YOUR INSTRUCTIONS ▸ Give back the data below unchanged, every line in its original order.

⟨

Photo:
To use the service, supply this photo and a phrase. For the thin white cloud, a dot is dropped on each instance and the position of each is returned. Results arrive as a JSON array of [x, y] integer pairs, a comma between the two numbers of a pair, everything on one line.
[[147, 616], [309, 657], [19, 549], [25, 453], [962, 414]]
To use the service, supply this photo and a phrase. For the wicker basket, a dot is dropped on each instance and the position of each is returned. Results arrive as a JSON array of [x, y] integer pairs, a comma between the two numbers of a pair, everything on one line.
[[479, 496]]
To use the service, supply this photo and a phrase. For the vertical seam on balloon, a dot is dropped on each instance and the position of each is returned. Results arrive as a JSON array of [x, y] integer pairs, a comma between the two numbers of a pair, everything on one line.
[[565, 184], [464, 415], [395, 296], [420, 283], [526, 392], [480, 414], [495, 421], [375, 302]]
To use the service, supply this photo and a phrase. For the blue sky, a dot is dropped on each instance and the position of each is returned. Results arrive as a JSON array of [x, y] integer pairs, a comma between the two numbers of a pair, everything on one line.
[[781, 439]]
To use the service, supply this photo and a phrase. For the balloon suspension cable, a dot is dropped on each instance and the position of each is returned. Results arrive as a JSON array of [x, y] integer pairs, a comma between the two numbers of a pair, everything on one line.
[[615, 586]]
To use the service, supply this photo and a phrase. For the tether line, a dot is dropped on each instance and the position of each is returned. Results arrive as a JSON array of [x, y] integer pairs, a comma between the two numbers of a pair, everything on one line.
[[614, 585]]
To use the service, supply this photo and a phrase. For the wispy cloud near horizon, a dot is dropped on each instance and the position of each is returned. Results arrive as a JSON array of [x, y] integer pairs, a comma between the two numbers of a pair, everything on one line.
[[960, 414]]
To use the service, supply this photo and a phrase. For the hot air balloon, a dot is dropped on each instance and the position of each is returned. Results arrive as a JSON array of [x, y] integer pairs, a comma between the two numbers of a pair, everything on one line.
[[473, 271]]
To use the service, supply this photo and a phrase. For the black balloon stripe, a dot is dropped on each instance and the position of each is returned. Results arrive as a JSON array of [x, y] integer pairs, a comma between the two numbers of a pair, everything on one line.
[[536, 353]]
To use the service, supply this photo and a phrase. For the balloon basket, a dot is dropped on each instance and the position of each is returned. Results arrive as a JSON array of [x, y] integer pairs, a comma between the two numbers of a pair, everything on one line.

⟩

OUTPUT BELOW ▸
Photo:
To use the service, supply this photo and a phrase. For the thin white cloud, a dot is dropped on each instance and the position of each is returned. Results arrive as a JSON array of [x, y] integer pairs, a comma between the two numbers of a pair, everything on one line.
[[147, 616], [309, 657], [19, 549], [25, 453], [962, 414]]
To use the service, supply this photo and a phrase. For the wicker basket, a dot is dropped on each instance and the position of each is returned. Results arrive as a JSON array of [x, y] integer pairs, a comma between the two numbers of a pair, everything on one line.
[[479, 496]]
To use the service, supply this photo and a phrase. For the vertical seam on balloon, a dot is dropped on each instance and the position of each is returned. Results arrive as a JSON array of [x, y] integer pairs, a comma between the two numbers of a pair, everything on one line.
[[565, 184], [464, 415], [395, 296], [420, 283], [526, 392], [480, 414], [495, 421], [375, 302]]
To use the service, supply this photo and a phrase. For the blue sky, a dot is dropped on each instance and the position of each is returned. Results arrive as a JSON array of [x, y] integer pairs, a comma between the two numbers of a pair, everything on one line.
[[781, 439]]
To use the service, supply this photo and a phrase. For the balloon suspension cable, a dot is dropped on each instance and the position of each is returned. Results arrive as a JSON array of [x, y] integer pairs, a comma between the two numbers of a pair, everything on one line.
[[615, 586]]
To use the service, supply this photo and a phrase. For the tether line, a dot is dropped on each instance and the position of each is returned. Results arrive as a JSON array of [x, y] integer pairs, a comma between the two numbers of a pair, everything on one line.
[[614, 585]]
To use the service, supply this photo and a phrase. For the wispy cloud near horizon, a dot is dropped on each instance and the position of each is returned. Results arrive as a JSON array of [x, y] integer pairs, a comma between the two numbers of a pair, everything on one line.
[[960, 414]]
To use the service, supply this photo and a phrase. For the hot air balloon, a dot is dropped on each instance and the position of each is returned. Results arrive as a JSON array of [x, y] integer pairs, a comma between the two numbers of a pair, everything on one line.
[[473, 271]]
To use the service, supply this photo and a phrase. For the black balloon stripe, a dot is dropped on each instance and the position of each is returned. Results arrive as a JSON array of [x, y] integer pairs, a comma between the two numbers of a pair, everything on one line.
[[536, 353]]
To use the service, supply this photo and a phrase. For the balloon basket, a dot is dropped on each instance and the position of each is returned. Results arrive as a JSON array of [x, y] integer pairs, a comma between the two numbers of a pair, everything on one line.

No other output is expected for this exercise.